## Begin Provided passage

Michael Martone:  In the Montessori model, the classroom is arranged with various areas of stuff, of play. And Montessori famously said, "A child's play is his work." So, over here is a kitchen, here's a library, there's a sandbox with manipulatives, here's a dress-up place. And I did this with my undergraduate students. A Montessori teacher will meet the child at the door and say, "Bobby, what would you like to do today?" And Bobby said, "Well, I think I'll be in the kitchen today." "Great! I've got some new grapefruit." You'd go in there, the assistant will help you cut it open. "Well, we'll talk about it later." Then, you can maybe introduce math concepts, whatever.

## End Provided passage

[Problem set]
a) Name every area of the classroom listed in the Montessori passage.
b) Rewrite the Montessori passage from "Michael Martone:  In" up to and including "math concepts, whatever.", changing "library" to "reading nook".
c) Extend the Montessori passage, picking up after its final sentence.
The entries that come next have no connection to the Montessori passage.

## Begin Supplied data

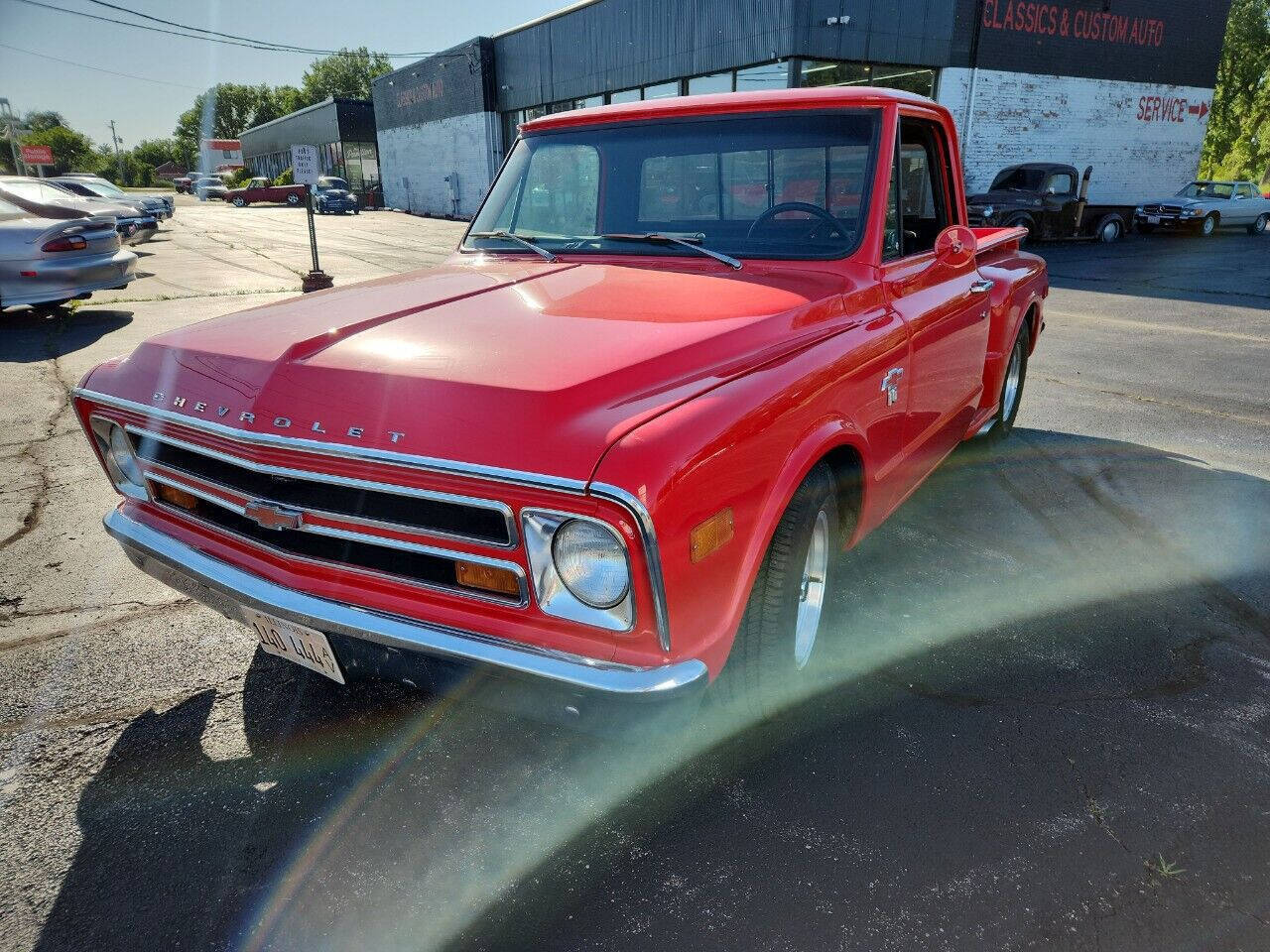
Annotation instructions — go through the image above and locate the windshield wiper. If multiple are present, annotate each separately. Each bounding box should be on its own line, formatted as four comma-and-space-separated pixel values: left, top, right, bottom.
599, 231, 740, 271
468, 231, 560, 262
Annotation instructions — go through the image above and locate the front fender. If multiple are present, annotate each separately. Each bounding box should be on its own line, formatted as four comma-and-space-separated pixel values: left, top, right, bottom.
594, 335, 876, 676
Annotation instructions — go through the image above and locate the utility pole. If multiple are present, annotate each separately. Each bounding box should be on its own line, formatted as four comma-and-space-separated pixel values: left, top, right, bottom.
110, 119, 123, 186
0, 99, 27, 176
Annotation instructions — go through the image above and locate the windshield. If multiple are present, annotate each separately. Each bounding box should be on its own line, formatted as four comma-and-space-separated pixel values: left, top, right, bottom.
463, 110, 879, 258
1178, 181, 1234, 198
990, 169, 1047, 191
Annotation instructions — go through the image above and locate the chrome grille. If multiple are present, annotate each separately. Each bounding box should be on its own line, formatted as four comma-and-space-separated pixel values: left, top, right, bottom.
130, 427, 517, 547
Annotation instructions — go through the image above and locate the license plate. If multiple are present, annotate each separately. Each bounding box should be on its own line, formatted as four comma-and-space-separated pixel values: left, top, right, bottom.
242, 607, 344, 684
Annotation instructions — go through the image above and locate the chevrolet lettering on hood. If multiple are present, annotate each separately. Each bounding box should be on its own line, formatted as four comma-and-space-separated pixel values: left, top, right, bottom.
153, 391, 405, 443
75, 86, 1049, 724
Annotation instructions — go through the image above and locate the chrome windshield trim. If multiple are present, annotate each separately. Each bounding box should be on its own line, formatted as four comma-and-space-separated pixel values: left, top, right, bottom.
145, 468, 530, 608
104, 509, 707, 699
75, 387, 586, 495
124, 424, 520, 548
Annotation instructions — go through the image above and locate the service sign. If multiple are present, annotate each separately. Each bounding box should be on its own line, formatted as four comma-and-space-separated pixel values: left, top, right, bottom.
22, 146, 54, 165
291, 146, 321, 185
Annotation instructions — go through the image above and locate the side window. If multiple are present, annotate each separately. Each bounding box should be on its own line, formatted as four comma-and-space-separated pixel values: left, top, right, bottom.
1045, 172, 1076, 195
514, 145, 599, 236
898, 119, 952, 255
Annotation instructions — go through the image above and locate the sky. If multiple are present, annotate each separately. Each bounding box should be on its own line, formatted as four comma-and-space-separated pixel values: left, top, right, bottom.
0, 0, 569, 147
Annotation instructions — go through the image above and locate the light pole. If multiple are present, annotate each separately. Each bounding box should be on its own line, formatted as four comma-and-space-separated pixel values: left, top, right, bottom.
110, 119, 123, 185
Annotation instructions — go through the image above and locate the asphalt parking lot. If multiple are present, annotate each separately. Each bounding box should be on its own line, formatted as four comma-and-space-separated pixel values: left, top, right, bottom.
0, 198, 1270, 952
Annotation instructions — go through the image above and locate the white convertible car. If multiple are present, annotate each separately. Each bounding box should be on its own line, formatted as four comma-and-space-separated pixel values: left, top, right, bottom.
1133, 180, 1270, 235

## End Supplied data

[Exercise results]
a) a kitchen, a library, a sandbox with manipulatives, and a dress-up place

b)
Michael Martone:  In the Montessori model, the classroom is arranged with various areas of stuff, of play. And Montessori famously said, "A child's play is his work." So, over here is a kitchen, here's a reading nook, there's a sandbox with manipulatives, here's a dress-up place. And I did this with my undergraduate students. A Montessori teacher will meet the child at the door and say, "Bobby, what would you like to do today?" And Bobby said, "Well, I think I'll be in the kitchen today." "Great! I've got some new grapefruit." You'd go in there, the assistant will help you cut it open. "Well, we'll talk about it later." Then, you can maybe introduce math concepts, whatever.

c)
Michael Martone:  But the whole thing is, is that the child leads the exploration and the teacher helps in that exploration. A lot of universities said, "Oh, yes, we're student driven." But not really. So, it was at that time that I began thinking about that, and especially the interesting phenomena that I saw in those early years, of students who have gone out of their way to apply to schools, and they've been writing their entire lives, and they think they're going to find the community. And then they get to the university and they can't write. I told you, it took me six months to write a book. But I had a four year program, and I had students who took all four years and maybe couldn't even do their thesis yet. They were completely frozen. And they were frozen by this notion that there was a right way of doing a story, and a wrong way.

Michael Martone:  And now that they were in, even though it didn't seem to be, they were just so conscious of it being a competition, and being that we were no longer a creative writing class, but a critical writing class. That's where I said, what is it that is causing my writers not to write? One thing I did, is I stopped calling them students and they were writers. What is causing these writers, who love to write, but now they don't love to write? And at the time too, there was a thing called the Pizza Hut Reading Program. Were you in that Pizza Hut Reading Program?

Alex Chambers:  No. But I know the reference because of Alfie Kohn.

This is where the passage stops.